[Segmentation data]
▼

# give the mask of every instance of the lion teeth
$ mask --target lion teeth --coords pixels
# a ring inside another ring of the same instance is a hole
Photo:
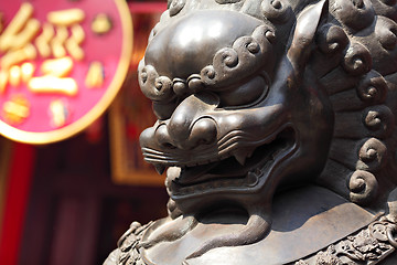
[[[160,163],[157,163],[157,165],[153,165],[154,166],[154,169],[155,171],[159,173],[159,174],[162,174],[165,170],[165,166],[162,166]]]
[[[242,152],[242,151],[235,151],[233,153],[233,156],[236,158],[236,160],[239,162],[239,165],[244,166],[245,161],[246,161],[246,152]]]

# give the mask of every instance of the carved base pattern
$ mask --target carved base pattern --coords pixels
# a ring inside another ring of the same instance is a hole
[[[146,225],[138,222],[131,223],[130,229],[118,241],[118,250],[114,253],[116,263],[107,261],[105,264],[147,265],[141,258],[139,243],[151,224],[152,222]],[[397,247],[394,235],[396,232],[397,224],[382,218],[312,257],[296,262],[294,265],[377,264]]]
[[[294,265],[377,264],[396,247],[394,232],[397,225],[386,219],[375,221],[367,227],[320,251],[311,262],[299,261]]]

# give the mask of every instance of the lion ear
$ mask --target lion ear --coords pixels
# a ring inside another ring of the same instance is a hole
[[[320,0],[303,9],[299,14],[291,46],[288,50],[288,59],[293,65],[304,67],[311,43],[325,9],[328,9],[328,0]]]

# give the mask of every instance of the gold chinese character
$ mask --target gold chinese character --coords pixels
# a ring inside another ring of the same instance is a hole
[[[66,105],[61,100],[52,100],[50,104],[50,113],[52,116],[52,126],[62,127],[66,124],[69,112]]]
[[[46,60],[41,66],[44,76],[31,78],[28,87],[34,93],[61,93],[75,96],[78,91],[76,81],[65,77],[72,68],[73,61],[71,57]]]
[[[2,116],[10,124],[21,124],[29,115],[30,104],[23,95],[15,95],[3,104]]]

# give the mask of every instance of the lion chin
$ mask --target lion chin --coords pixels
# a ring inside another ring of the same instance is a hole
[[[291,187],[322,186],[376,212],[397,183],[397,15],[377,0],[235,2],[172,1],[139,64],[158,117],[142,153],[167,171],[170,195],[169,216],[139,242],[149,264],[151,250],[183,239],[195,246],[183,264],[264,241],[275,194]],[[232,226],[206,237],[213,222]]]

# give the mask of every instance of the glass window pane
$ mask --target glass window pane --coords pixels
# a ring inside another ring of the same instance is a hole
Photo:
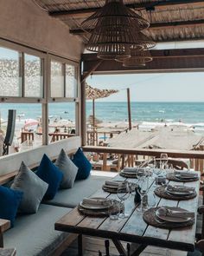
[[[75,135],[75,102],[49,103],[49,143]]]
[[[0,47],[0,95],[21,96],[19,53]]]
[[[42,67],[41,58],[25,54],[25,96],[42,96]]]
[[[77,69],[66,64],[66,97],[77,97]]]
[[[9,146],[9,154],[41,146],[41,104],[2,103],[0,104],[0,156],[3,155],[3,144],[7,133],[9,109],[16,110],[15,132],[11,145]]]
[[[64,97],[63,64],[51,62],[51,97]]]

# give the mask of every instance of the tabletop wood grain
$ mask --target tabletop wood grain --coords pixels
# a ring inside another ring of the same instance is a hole
[[[128,180],[136,181],[136,179],[125,179],[119,175],[113,180]],[[154,179],[150,178],[150,192],[154,191]],[[171,185],[185,184],[194,187],[197,197],[188,200],[171,200],[156,196],[156,206],[181,207],[196,213],[199,196],[199,181],[194,182],[169,181]],[[99,188],[92,197],[117,198],[117,194],[109,194]],[[125,200],[125,210],[130,213],[127,219],[112,220],[109,218],[89,217],[81,214],[77,207],[63,216],[55,223],[55,229],[64,232],[81,233],[112,240],[141,243],[162,247],[169,247],[182,251],[194,251],[195,237],[195,223],[189,227],[179,229],[163,229],[147,225],[143,220],[143,213],[137,210],[138,205],[134,204],[134,196],[131,195]]]

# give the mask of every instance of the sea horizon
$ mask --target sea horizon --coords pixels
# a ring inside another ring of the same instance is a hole
[[[7,120],[8,109],[16,109],[16,121],[39,119],[41,104],[1,104],[1,118]],[[195,127],[204,133],[204,102],[131,102],[131,121],[151,128],[161,123]],[[74,103],[49,104],[49,118],[74,122]],[[92,115],[92,102],[86,102],[86,117]],[[95,117],[102,122],[127,122],[127,102],[95,101]]]

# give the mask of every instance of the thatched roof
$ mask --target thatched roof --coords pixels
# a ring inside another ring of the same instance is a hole
[[[92,88],[87,83],[86,84],[86,95],[87,100],[96,100],[100,98],[106,98],[112,94],[118,93],[117,89],[99,89]]]
[[[75,30],[73,33],[79,34],[85,42],[88,35],[80,30],[81,22],[105,3],[99,0],[35,2],[71,30]],[[150,22],[146,34],[155,42],[204,39],[204,1],[124,0],[124,3]]]

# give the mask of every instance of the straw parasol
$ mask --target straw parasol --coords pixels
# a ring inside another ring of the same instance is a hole
[[[118,93],[118,89],[99,89],[97,88],[92,88],[87,83],[86,83],[86,95],[87,100],[92,101],[92,131],[93,138],[95,138],[95,100],[106,98],[112,94]],[[93,139],[93,145],[95,144],[95,140]]]

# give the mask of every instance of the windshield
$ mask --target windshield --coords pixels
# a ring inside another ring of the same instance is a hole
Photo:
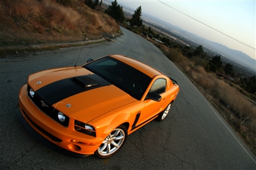
[[[136,69],[109,56],[83,66],[134,98],[140,100],[151,78]]]

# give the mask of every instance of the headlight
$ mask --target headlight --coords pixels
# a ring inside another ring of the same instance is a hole
[[[90,125],[75,120],[75,130],[90,136],[96,136],[95,129]]]
[[[34,97],[34,96],[35,96],[35,92],[34,92],[34,90],[33,90],[32,89],[30,89],[30,90],[29,90],[29,95],[32,97]]]
[[[88,124],[84,124],[84,128],[86,130],[87,130],[88,132],[89,132],[89,133],[91,133],[91,132],[92,132],[92,131],[95,131],[94,128],[92,126],[88,125]]]
[[[63,113],[60,111],[59,113],[58,113],[58,118],[60,120],[60,122],[63,122],[66,119],[66,117]]]

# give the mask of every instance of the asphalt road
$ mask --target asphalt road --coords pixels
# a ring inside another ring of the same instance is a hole
[[[255,169],[256,158],[188,79],[150,43],[122,28],[104,42],[8,56],[1,61],[1,169]],[[180,91],[162,122],[153,120],[129,136],[113,157],[74,159],[33,137],[15,114],[20,88],[40,70],[77,66],[88,58],[122,54],[176,80]]]

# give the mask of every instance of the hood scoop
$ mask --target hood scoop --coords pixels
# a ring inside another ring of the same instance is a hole
[[[83,88],[92,87],[99,85],[95,80],[86,76],[74,77],[72,80]]]

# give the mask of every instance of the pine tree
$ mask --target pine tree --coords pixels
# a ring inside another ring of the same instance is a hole
[[[135,27],[141,27],[142,25],[142,19],[141,17],[141,6],[140,6],[136,11],[134,11],[134,13],[132,15],[132,18],[130,20],[130,25],[131,26]]]
[[[116,0],[112,2],[111,5],[105,10],[105,13],[118,21],[122,22],[125,19],[123,7],[117,4]]]

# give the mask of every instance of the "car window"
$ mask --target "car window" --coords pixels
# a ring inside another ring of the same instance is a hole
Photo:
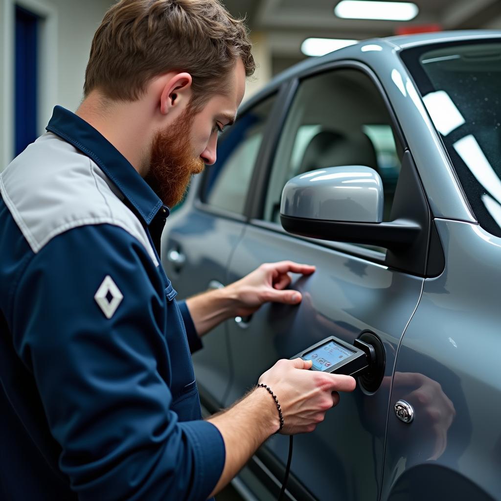
[[[480,225],[501,236],[501,43],[404,51]]]
[[[267,119],[276,96],[254,106],[241,117],[218,141],[217,160],[207,168],[202,193],[205,203],[242,214]]]
[[[366,165],[383,181],[389,220],[400,169],[388,110],[371,79],[358,70],[335,70],[300,84],[279,142],[265,202],[265,220],[279,223],[285,183],[311,170]]]

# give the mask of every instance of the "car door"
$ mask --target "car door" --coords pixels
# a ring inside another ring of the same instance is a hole
[[[267,305],[250,318],[229,323],[234,371],[226,404],[277,360],[330,335],[353,343],[364,331],[376,335],[384,347],[387,382],[421,292],[422,277],[385,265],[384,249],[295,236],[282,228],[279,208],[286,182],[309,170],[345,165],[378,171],[384,220],[389,220],[406,148],[380,85],[363,65],[331,64],[298,76],[291,85],[297,90],[284,126],[269,138],[278,145],[261,166],[264,180],[253,195],[254,217],[231,258],[228,279],[283,260],[315,265],[317,270],[308,278],[294,277],[291,287],[302,293],[300,305]],[[409,161],[408,153],[407,158]],[[314,432],[295,438],[288,484],[292,496],[378,498],[389,391],[387,383],[374,392],[359,385],[353,393],[341,395]],[[252,465],[253,474],[271,486],[269,498],[278,492],[288,444],[285,436],[273,437]]]
[[[275,94],[247,107],[219,138],[218,159],[194,178],[187,199],[167,219],[162,263],[178,297],[185,299],[226,283],[228,259],[242,234],[244,205]],[[224,324],[205,338],[194,354],[202,401],[221,405],[231,376]]]

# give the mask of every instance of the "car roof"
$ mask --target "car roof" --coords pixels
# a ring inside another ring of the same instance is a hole
[[[393,54],[401,50],[421,45],[432,45],[451,42],[463,42],[482,39],[501,38],[501,30],[469,30],[462,31],[446,31],[433,33],[388,37],[362,40],[358,43],[334,51],[325,56],[311,57],[291,66],[275,76],[264,88],[249,99],[246,100],[243,108],[252,106],[257,101],[277,88],[285,80],[309,69],[341,59],[360,60],[360,50],[364,46],[378,45],[385,52]]]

▲

**BRIEF:** Rename "sea horizon" to "ocean horizon" in the stretch of the data from the line containing "# give the mask of every instance of the tabletop" through the line containing "[[[136,69],[109,56],[83,66],[134,98],[140,100],[151,78]]]", keeping everything else the same. Return only those lines, and leave the pictures out.

**EXERCISE OUTPUT:**
# give the mask of every instance of the tabletop wood grain
$ mask --target tabletop wood grain --coords pixels
# a ring inside another ring of the same instance is a hole
[[[128,180],[136,181],[136,179],[125,179],[119,175],[113,180]],[[154,179],[150,178],[150,192],[154,191]],[[171,185],[185,184],[194,187],[197,197],[188,200],[171,200],[156,196],[156,206],[181,207],[196,213],[199,196],[199,181],[194,182],[169,181]],[[99,188],[92,197],[117,198],[117,194],[109,194]],[[125,200],[125,210],[130,213],[127,219],[112,220],[109,218],[89,217],[81,214],[77,207],[63,216],[55,223],[55,229],[64,232],[81,233],[112,240],[141,243],[162,247],[169,247],[182,251],[194,251],[195,237],[195,223],[189,227],[179,229],[163,229],[147,225],[143,220],[143,213],[137,210],[138,205],[134,204],[134,196],[131,195]]]

# give the mask of every instance of the ocean horizon
$ mask --target ocean horizon --coords pixels
# a ring inside another ring of the same instance is a hole
[[[7,120],[8,109],[16,109],[16,121],[39,119],[41,104],[1,104],[1,118]],[[195,127],[204,133],[204,102],[131,102],[131,121],[151,128],[161,123]],[[74,103],[49,104],[49,118],[74,122]],[[92,115],[92,102],[86,102],[86,117]],[[95,117],[102,122],[127,122],[127,102],[95,101]]]

# give the mask of every instance of the thatched roof
$ mask --target thatched roof --coords pixels
# a ring inside another ring of the same instance is a hole
[[[92,88],[87,83],[86,84],[86,95],[87,100],[96,100],[100,98],[106,98],[112,94],[118,93],[117,89],[99,89]]]
[[[75,30],[73,33],[79,34],[85,42],[88,35],[80,30],[81,22],[105,3],[99,0],[35,2],[71,30]],[[150,22],[146,34],[155,42],[204,39],[204,1],[124,0],[124,3]]]

# give the mask of every instance of the straw parasol
$ mask --target straw parasol --coords pixels
# a ring inside another ring of the same instance is a hole
[[[118,93],[118,89],[99,89],[97,88],[92,88],[87,83],[86,83],[86,95],[87,100],[92,101],[92,131],[93,138],[95,138],[95,100],[106,98],[112,94]],[[93,139],[93,145],[95,144],[95,140]]]

# give the mask of every instance of the windshield
$ mask --target windshield --coords pixels
# a ring inside another ring of the same instance is a hole
Photo:
[[[136,69],[109,56],[83,66],[134,98],[140,100],[151,78]]]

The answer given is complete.